##### Belge Kesiti #####

Bir ülkenin geleceğini anneler, babalar ve öğretmenler yönlendirir. Çocuklarımızın sağlıklı gelişimi ve eğitimi sadece kendisi ve ailesi için değil hepimiz için önemlidir. Hal böyle olunca milletimizin gelişiminde, çocuklarımızın başarısında en büyük etken ailenin evde, öğretmenlerinde okullarda gerçekleştirdiği davranış ve faaliyetlerde gözüküyor.
Çocuklarımızın başarılı, toplumumuzun huzurlu, mutlu, refah ve barış içinde yaşayabilmeleri ve geleceğimizi inşası Öğretmenlerimizin pedagojik etkinliğine ve yetkinliğine bağlıdır!
Eğitim sistemimizdeki sınav stresi, müfredattaki derslerin stresi, öğretmenlerin tarz ve davranışlarından kaynaklanan korku stresi ve dahi ailede uygulanan baskının stresi; öğrencilerde KRONİK STRES haline dönüşüyor. Hal böyle olunca da konik stres durumu öğrencilerin öğrenme yeteneklerini dibe vurduruyor.
Kronik Stres hali; öğrencinin ALGILAMA Yetisini tıkıyor, tıkayınca da öğrenci anlatılanı anlayamıyor, anlayamayınca da kavrayamıyor, kavrayamayınca da verilmeye çalışılan bilgileri yorumlayıp sınavlarda ve dahi hayatta karşılaştığı problemlerin çözümünde başarılı olamıyor.
Başkanlığını yürüttüğüm Karaman Yetimler Eğitim Derneğinde bir gurup lise son sınıf öğrencilerine üniversite giriş sınavlarına hazırlıklarına ‘Öğrenci Koçluğu’ yapıyorum.

#####

Verilen Problem A: Belge kesitinde "Kronik Stres hali;" sözcükleriyle başlayan ve "hazırlıklarına ‘Öğrenci Koçluğu’ yapıyorum." sözcükleriyle biten bölümü, bu son sözcükler de dahil olmak üzere harfi harfine kopyalayın.
Verilen Problem B: Belge kesitindeki "Bir ülkenin geleceğini anneler, babalar ve öğretmenler yönlendirir." cümlesini İngilizceye çevirin.

##### Veri Kümesi Kesiti #####

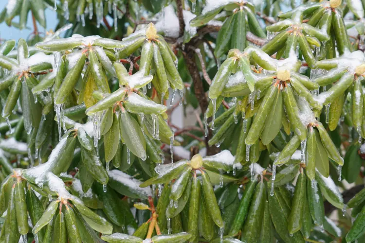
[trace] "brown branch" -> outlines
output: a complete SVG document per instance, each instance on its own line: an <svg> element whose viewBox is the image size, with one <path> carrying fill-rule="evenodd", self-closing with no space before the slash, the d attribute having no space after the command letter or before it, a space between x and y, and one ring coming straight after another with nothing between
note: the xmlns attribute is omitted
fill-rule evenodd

#####

Alıştırma Sonucu A:
Kronik Stres hali; öğrencinin ALGILAMA Yetisini tıkıyor, tıkayınca da öğrenci anlatılanı anlayamıyor, anlayamayınca da kavrayamıyor, kavrayamayınca da verilmeye çalışılan bilgileri yorumlayıp sınavlarda ve dahi hayatta karşılaştığı problemlerin çözümünde başarılı olamıyor.
Başkanlığını yürüttüğüm Karaman Yetimler Eğitim Derneğinde bir gurup lise son sınıf öğrencilerine üniversite giriş sınavlarına hazırlıklarına ‘Öğrenci Koçluğu’ yapıyorum.

Alıştırma Sonucu B: Mothers, fathers, and teachers guide the future of a country.